## Texte fourni
Nos mères nous ont transmis
Le 1er août 1639, il y a 383 ans, les 3 premières fondatrices arrivaient à Québec, en provenance du Monastère de Dieppe.
9 ans plus tard, le 19 août 1648, la jeune Catherine, tout juste 16 ans, venait en renfort s'ajouter au nombre de la petite communauté installée depuis à peine 2 ans dans leur monastère-hôpital, qui ressemblait davantage à une cabane rudimentaire qu'à un hôpital.
Ces femmes de la première génération, dont Marie-Catherine de Saint-Augustin a été un lys de pureté parmi le jardin de fleurs que formait ces femmes au cœur d'or, ont été les pionnières qui ont transmis leur précieux héritage aux suivantes.
Le texte qui suit rend hommage aux femmes de notre nation qui ont transmis à travers leurs vies ces trésors spirituels de leurs cœurs, de générations en générations, afin que l'on puisse encore aujourd'hui y puiser.
Dans l'ancien testament, on retrouve l’énoncé « Nos pères nous ont transmis », faisant référence à l'héritage des patriarches transmis de générations en générations. En notre temps, alors que nous vivons une période de grands changements, une période que l’on pourrait qualifier de transition, de charnière entre 2 temps, qui nous mène vers de nouveaux horizons, ceux du 3e millénaire, cet énoncé peut être transposé au féminin face à l'ampleur de l'héritage laissé par les femmes, dans le monde entier certes, mais nous voulons nous arrêter ici sur l’héritage féminin de notre société québécoise tout particulièrement. En effet, elles sont en grand nombre ces saintes femmes, ces femmes fortes dont parle l'Évangile, qui ont été présentes dans l'édification du « Nouveau Monde[1] », qui se voulait déjà être, dans l'esprit de ses fondateurs, une « Civilisation de l'amour » selon l'expression souvent empruntée par notre saint Pape Jean-Paul II.
Construire une civilisation de l’amour; tel était bien le but ultime entrevu par ces pionnières et pionniers français qui s’engageaient corps et âme dans cette entreprise qui paraissait certainement folle aux yeux des hommes, mais « ce qui est folie pour les hommes est sagesse de Dieu ».

## Consignes de travail
(A) Dans le texte « Nos mères nous ont transmis », réécrivez sous forme de liste le paragraphe commençant par « 9 ans plus tard » en conservant ses faits principaux.
(B) Résumez le texte « Nos mères nous ont transmis » en deux phrases.
(C) Donnez la suite du texte « Nos mères nous ont transmis » après sa dernière phrase.
Ces lignes proviennent d'une autre source.

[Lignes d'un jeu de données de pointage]
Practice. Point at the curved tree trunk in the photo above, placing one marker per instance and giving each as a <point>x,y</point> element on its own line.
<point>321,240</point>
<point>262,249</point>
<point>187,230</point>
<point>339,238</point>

## Exercices résolus
(A)
- Le 19 août 1648, neuf ans après l'arrivée des fondatrices
- La jeune Catherine, âgée de tout juste 16 ans, vient renforcer la petite communauté.
- Cette communauté est installée depuis à peine deux ans dans son monastère-hôpital.
- Le bâtiment ressemble davantage à une cabane rudimentaire qu'à un hôpital.

(B) Le 1er août 1639, trois fondatrices venues du Monastère de Dieppe arrivaient à Québec, et la jeune Catherine, âgée de 16 ans, les rejoignait le 19 août 1648. Le texte rend hommage aux femmes de la société québécoise qui ont transmis leurs trésors spirituels de génération en génération et qui ont pris part à l'édification d'un Nouveau Monde conçu comme une « civilisation de l'amour ».

(C)
Dieu avait donc un plan dans sa sagesse éternelle et il allait le mener à bien malgré toutes les embûches qui semblaient humainement insurmontables. Toutefois, puisque Dieu ne peut rien faire sans la participation de ses créatures, il allait devoir susciter dans certaines âmes le désir de tout donner pour servir Dieu et pour qu’il soit partout « premier servi »[2].
Cette inspiration a résonné dans le cœur de plusieurs femmes au cœur de feu, religieuses et laïques, qui se lancèrent dans l’aventure d’une épopée mystique, à la conquête des âmes pour les gagner à Dieu.
Dès les premiers balbutiements d’une Nouvelle-France qui poussait petitement et sans bruit, des femmes sont venues y insuffler la vie, par leur maternité physique ou spirituelle. Elles ont été les premières mères de cette nation et leur héritage, davantage immatériel que matériel, mais combien riche, s’est transmis et perpétué de mères en filles, autant dans les familles que dans les communautés, tel un fil d’or qui nous relie encore aujourd’hui à nos mères.
C'est notre devoir aujourd'hui de maintenir vivant ce fil d'or, de ne pas le laisser se rompre par les courants de haine destructrice. Non, nous devons nous souvenir de l'amour qui animait le cœur de ces femmes qui nous ont devancées, afin de rallumer notre propre flamme et de pouvoir passer le flambeau à celles qui nous suivront.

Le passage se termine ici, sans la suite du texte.